Aim of the task: Write out the data again from the line with "hillside in the image above." to the line with "378;361;640;799", requests included, and shift every coordinate in the answers by -81. Give only those lines.

Region labeling data
━━━━━━━━━━━━━━━━━━━━

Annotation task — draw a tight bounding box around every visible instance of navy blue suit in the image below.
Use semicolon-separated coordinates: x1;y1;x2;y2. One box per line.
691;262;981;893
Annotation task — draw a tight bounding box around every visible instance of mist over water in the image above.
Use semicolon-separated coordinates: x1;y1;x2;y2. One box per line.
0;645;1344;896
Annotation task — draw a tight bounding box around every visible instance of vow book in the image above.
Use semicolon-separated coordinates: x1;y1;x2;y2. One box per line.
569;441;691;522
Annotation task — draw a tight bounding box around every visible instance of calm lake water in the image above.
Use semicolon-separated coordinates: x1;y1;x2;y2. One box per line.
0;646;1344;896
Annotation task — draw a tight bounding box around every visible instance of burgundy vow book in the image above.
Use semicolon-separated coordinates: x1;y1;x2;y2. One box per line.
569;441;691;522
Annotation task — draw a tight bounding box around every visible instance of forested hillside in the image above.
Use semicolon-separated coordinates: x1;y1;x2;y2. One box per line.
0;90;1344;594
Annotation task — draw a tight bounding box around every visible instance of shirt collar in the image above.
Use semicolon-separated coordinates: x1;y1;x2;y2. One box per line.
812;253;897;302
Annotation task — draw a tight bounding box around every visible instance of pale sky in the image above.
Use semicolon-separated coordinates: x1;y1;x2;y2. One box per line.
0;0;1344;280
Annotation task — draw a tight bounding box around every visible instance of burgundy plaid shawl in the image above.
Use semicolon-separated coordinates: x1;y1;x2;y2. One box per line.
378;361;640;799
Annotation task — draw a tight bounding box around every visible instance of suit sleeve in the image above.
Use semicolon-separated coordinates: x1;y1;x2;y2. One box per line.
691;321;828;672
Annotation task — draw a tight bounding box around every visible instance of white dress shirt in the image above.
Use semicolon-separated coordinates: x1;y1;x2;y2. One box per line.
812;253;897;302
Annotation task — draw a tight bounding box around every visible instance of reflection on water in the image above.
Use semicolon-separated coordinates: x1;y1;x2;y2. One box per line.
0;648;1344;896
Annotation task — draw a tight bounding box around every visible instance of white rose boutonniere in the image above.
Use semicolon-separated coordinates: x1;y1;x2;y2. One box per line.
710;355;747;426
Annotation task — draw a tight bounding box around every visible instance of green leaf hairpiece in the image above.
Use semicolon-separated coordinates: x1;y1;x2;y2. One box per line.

━━━━━━━━━━━━━━━━━━━━

Final result:
Annotation task — draw a tight bounding box around every visible instance of forested hillside in the image above.
Use semicolon-separated coordinates: x1;y1;x2;y2. One box per line.
-81;9;1263;513
Annotation task — draw a tight bounding box around every visible instance of shirt collar in the image above.
Use semicolon-separated coordinates: x1;y1;x2;y2. One box per line.
731;172;816;221
Annotation task — draw a tight bounding box around every visible instance of pale sky in the image above.
Use semicolon-separated coordinates: x1;y1;x2;y2. One box per line.
-81;-81;1263;199
Annotation task — draw a tight bounding box around every visible instance of burgundy plaid shawl in the image above.
Use semicolon-separated coordinates: x1;y1;x2;y2. One box per line.
297;280;559;718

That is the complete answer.